> _Passage_

═══

# Two - Tower Retreival Model

### Key resources:
* Many pages [here](https://www.tensorflow.org/recommenders/examples/deep_recommenders) include great techniques to build custom TFRS Models

### Goals:
* Show how to model off of most data types 
  * (String, Existing Embeddings (vectors), 
  * Floats (Normalized), 
  * Categorical with vocab, 
  * High Dim Categorical (Embed)
* Leverage class templates to create custom 2 Tower Models quick/easy

## SPOTIFY Create the tensorflow.io interface for the event and product table in Bigquery
Best practices from Google are in this blog post

In [1]:
# !gsutil mb -l us-central1 gs://spotify-tfrecords-blog

In [17]:
# set variables
SEED = 41781897
PROJECT_ID = 'hybrid-vertex'
DROP_FIELDS = ['modified_at', 'row_number', 'seed_playlist_tracks']
TF_RECORDS_DIR = 'gs://spotify-tfrecords-blog'

#### Quick counts on training data



#### Quick counts on the training records for track

In [18]:
%%bigquery TOTAL_PLAYLISTS
select count(1) from hybrid-vertex.spotify_train_3.train

Query complete after 0.00s: 100%|██████████| 1/1 [00:00<00:00, 992.97query/s] 
Downloading: 100%|██████████| 1/1 [00:00<00:00,  1.00rows/s]


In [19]:
TOTAL_PLAYLISTS = TOTAL_PLAYLISTS.values[0][0]
TOTAL_PLAYLISTS

65346428

### Set the tf.io pipelines function from bigquery

[Great blog post here on it](https://towardsdatascience.com/how-to-read-bigquery-data-from-tensorflow-2-0-efficiently-9234b69165c8)

In [20]:
# !pip install tensorflow-recommenders -q --user

In [22]:
import tensorflow as tf
from tensorflow.python.framework import dtypes
from tensorflow_io.bigquery import BigQueryClient
from tensorflow_io.bigquery import BigQueryReadSession
import warnings
warnings.filterwarnings("ignore") #do this b/c there's an info-level bug that can safely be ignored
import json
import tensorflow as tf
# import tensorflow_recommenders as tfrs
import datetime
from tensorflow.python.lib.io import file_io
from tensorflow.train import BytesList, Feature, FeatureList, Int64List, FloatList
from tensorflow.train import SequenceExample, FeatureLists



def bq_to_tfdata(client, row_restriction, table_id, col_names, dataset, batch_size=BATCH_SIZE):
    TABLE_ID = table_id
    COL_NAMES = col_names
    DATASET = dataset
    bqsession = client.read_session(
        "projects/" + PROJECT_ID,
        PROJECT_ID, TABLE_ID, DATASET,
        COL_NAMES,
        requested_streams=2,
        row_restriction=row_restriction)
    dataset = bqsession.parallel_read_rows()

═══

> _Provided data_

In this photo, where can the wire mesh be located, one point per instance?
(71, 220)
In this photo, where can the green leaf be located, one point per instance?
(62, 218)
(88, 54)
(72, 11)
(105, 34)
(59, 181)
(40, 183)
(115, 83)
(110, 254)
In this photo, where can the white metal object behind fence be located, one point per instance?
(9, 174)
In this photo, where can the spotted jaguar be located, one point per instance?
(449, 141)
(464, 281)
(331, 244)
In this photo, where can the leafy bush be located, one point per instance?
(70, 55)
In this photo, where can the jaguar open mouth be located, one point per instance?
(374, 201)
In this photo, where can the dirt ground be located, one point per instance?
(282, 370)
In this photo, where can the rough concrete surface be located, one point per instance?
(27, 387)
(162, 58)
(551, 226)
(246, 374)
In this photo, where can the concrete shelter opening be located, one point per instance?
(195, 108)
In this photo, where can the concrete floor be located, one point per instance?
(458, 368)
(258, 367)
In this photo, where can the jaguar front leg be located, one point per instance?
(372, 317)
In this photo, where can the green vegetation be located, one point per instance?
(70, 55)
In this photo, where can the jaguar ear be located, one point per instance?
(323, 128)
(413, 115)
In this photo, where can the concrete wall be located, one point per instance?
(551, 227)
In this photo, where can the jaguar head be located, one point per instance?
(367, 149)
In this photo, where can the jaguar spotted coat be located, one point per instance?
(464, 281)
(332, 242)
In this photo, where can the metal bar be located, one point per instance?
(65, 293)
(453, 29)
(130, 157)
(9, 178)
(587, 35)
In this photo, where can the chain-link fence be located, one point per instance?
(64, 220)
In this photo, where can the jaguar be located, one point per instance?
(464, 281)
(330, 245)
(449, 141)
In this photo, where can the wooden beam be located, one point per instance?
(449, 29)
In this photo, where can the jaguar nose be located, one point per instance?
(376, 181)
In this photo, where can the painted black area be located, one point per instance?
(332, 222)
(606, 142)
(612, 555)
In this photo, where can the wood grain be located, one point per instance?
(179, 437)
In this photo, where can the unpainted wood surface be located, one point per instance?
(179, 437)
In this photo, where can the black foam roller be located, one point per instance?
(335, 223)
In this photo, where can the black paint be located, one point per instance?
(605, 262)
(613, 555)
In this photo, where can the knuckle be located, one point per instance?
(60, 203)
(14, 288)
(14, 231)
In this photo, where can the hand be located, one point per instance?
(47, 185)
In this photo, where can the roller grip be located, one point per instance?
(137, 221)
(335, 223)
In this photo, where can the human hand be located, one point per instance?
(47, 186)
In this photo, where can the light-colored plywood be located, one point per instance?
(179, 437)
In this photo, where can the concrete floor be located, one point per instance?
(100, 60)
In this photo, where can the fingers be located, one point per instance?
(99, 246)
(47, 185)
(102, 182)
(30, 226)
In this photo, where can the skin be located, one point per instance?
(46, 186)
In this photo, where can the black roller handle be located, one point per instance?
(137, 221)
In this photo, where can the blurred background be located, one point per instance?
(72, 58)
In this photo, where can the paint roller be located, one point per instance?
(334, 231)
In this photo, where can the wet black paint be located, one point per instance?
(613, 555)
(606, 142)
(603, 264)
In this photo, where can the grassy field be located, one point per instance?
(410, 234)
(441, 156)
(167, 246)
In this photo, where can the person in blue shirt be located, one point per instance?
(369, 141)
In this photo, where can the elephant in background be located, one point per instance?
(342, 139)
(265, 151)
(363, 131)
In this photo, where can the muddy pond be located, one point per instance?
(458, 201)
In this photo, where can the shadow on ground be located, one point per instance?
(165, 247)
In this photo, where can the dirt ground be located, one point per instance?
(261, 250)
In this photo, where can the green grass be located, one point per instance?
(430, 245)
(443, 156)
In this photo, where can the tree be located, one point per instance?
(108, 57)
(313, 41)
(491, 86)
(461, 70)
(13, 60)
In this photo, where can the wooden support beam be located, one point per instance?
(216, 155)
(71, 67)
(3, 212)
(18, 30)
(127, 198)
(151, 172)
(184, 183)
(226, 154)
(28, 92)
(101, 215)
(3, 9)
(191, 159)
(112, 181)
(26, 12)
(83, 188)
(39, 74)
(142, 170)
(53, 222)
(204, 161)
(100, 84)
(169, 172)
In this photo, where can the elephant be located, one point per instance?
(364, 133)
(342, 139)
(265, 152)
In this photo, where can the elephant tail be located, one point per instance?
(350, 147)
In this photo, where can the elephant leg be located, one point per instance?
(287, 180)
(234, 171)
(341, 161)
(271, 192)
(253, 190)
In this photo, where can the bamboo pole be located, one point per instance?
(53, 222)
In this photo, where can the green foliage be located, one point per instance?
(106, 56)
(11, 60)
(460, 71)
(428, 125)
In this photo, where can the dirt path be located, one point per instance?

═══

> _Tasks for this exercise_
[A] In the two-tower retrieval notebook, why are warnings filtered out with `warnings.filterwarnings("ignore")`?
[B] Reproduce verbatim the portion of the two-tower retrieval notebook from "# Two - Tower" up to and including "Dim Categorical (Embed)".

> _Solutions per task_
[A] Warnings are suppressed because of a known info-level bug, and the notebook notes that this bug can safely be ignored.

[B]
# Two - Tower Retreival Model

### Key resources:
* Many pages [here](https://www.tensorflow.org/recommenders/examples/deep_recommenders) include great techniques to build custom TFRS Models

### Goals:
* Show how to model off of most data types 
  * (String, Existing Embeddings (vectors), 
  * Floats (Normalized), 
  * Categorical with vocab, 
  * High Dim Categorical (Embed)